*** Passage

# Mangrove monitors and enclosure idea!!



## sweetangel (Oct 23, 2008)

Hi every one,
well i am totally obsessed with my 2 ackies, and was browsing herp trader and saw mangrove monitors for sale. now i had never even though twice about them before i had seen pics of those babies.... now i am obsessed.
They look stunning. i have done searches on this site but most is from very old posts.

*So i just want to find out a bit of info about them. Cage requirements, temperament, feeding??

any info at all... if they are easy to keep like ackies.*

I know they need lots of water to swim in and they eat fish and crabs as well as the usual monitor food. that seems easy enough.

*Also one important question, what temps do they need to be kept at??*

the reason this is so important is because i am planning to keep them outside if temps permit, well not quite outside, but in an atrium that we have in the middle of our house.

Here are some pics, i am planning to fill up most of the space thats under floor level, but leave some sunk down for a pool/ water.

What do u guys think, are they as active and interesting to watch as ackies

this is a big plan, and i cant get them for at least a year because of liscencing.

so yeah any info and pics or names of breeders would be brilliant

Cheers


----------



## tattoolizzie (Oct 23, 2008)

wow, that is going to make one awesome enclosure!! I am so jealous.


----------



## sweetangel (Oct 23, 2008)

******
*** Source records

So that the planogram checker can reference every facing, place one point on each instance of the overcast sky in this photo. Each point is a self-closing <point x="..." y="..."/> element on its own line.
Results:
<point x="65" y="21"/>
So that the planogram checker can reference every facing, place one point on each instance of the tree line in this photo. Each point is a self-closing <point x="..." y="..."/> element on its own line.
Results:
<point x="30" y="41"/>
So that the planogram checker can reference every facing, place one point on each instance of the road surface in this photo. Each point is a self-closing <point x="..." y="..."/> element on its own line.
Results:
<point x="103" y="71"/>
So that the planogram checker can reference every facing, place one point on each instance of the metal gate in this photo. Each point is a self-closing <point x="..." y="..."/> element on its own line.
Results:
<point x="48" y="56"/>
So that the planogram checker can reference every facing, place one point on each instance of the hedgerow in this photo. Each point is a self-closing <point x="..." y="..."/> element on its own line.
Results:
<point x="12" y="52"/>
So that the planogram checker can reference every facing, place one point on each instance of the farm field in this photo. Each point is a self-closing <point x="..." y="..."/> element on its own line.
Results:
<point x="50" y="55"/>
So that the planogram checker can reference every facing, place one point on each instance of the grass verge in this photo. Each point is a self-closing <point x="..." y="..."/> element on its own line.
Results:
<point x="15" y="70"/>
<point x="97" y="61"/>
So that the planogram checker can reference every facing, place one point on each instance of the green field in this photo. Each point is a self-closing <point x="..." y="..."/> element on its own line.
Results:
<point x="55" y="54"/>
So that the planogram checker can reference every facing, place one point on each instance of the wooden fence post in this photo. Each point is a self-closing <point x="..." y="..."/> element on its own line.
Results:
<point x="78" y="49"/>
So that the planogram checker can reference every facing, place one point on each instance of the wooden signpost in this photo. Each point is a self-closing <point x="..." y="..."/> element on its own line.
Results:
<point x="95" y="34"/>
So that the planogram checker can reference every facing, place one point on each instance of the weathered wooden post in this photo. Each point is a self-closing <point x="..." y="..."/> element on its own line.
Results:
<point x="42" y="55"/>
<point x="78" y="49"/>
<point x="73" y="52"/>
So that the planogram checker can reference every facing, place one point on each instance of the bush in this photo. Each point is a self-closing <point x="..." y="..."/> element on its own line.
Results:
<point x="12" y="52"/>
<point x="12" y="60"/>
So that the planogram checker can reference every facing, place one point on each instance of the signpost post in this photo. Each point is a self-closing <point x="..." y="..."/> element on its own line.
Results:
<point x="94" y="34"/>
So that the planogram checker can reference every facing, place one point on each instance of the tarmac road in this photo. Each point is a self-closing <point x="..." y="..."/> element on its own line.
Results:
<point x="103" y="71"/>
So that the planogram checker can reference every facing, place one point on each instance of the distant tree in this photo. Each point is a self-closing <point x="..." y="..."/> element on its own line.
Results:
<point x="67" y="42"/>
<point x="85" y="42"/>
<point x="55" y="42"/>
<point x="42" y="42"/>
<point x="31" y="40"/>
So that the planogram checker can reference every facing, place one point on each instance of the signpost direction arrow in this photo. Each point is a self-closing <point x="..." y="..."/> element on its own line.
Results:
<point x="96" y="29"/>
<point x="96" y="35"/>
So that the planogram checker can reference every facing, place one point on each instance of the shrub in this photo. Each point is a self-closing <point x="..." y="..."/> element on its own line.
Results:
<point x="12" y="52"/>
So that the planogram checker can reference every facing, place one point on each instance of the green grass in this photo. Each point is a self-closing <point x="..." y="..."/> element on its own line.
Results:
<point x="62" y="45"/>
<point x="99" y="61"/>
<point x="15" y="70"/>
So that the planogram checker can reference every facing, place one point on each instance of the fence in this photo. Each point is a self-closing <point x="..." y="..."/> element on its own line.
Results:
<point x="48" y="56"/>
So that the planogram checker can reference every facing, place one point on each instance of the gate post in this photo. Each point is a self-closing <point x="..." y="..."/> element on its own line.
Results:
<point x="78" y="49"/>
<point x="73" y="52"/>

******

-- Tasks to complete --
1. Answer these from the mangrove monitor thread, one line each:
(a) How many ackies does sweetangel have?
(b) Where in the house does sweetangel plan to keep the monitors?
(c) At least how long must sweetangel wait before getting them?
2. Express part of the entries as a Markdown table with the columns Nr and Line, numbering the rows from 1 and leaving out blank lines. Begin at the line in the entries that contains "of the fence" and continue through the last line of the entries.
The mangrove monitor thread and the entries were taken from unrelated sources.

-- Results of the tasks --
1.
(a) Two.
(b) In an atrium in the middle of the house.
(c) At least a year.

2.
| Nr | Line |
|---|---|
| 1 | So that the planogram checker can reference every facing, place one point on each instance of the fence in this photo. Each point is a self-closing <point x="..." y="..."/> element on its own line. |
| 2 | Results: |
| 3 | <point x="48" y="56"/> |
| 4 | So that the planogram checker can reference every facing, place one point on each instance of the gate post in this photo. Each point is a self-closing <point x="..." y="..."/> element on its own line. |
| 5 | Results: |
| 6 | <point x="78" y="49"/> |
| 7 | <point x="73" y="52"/> |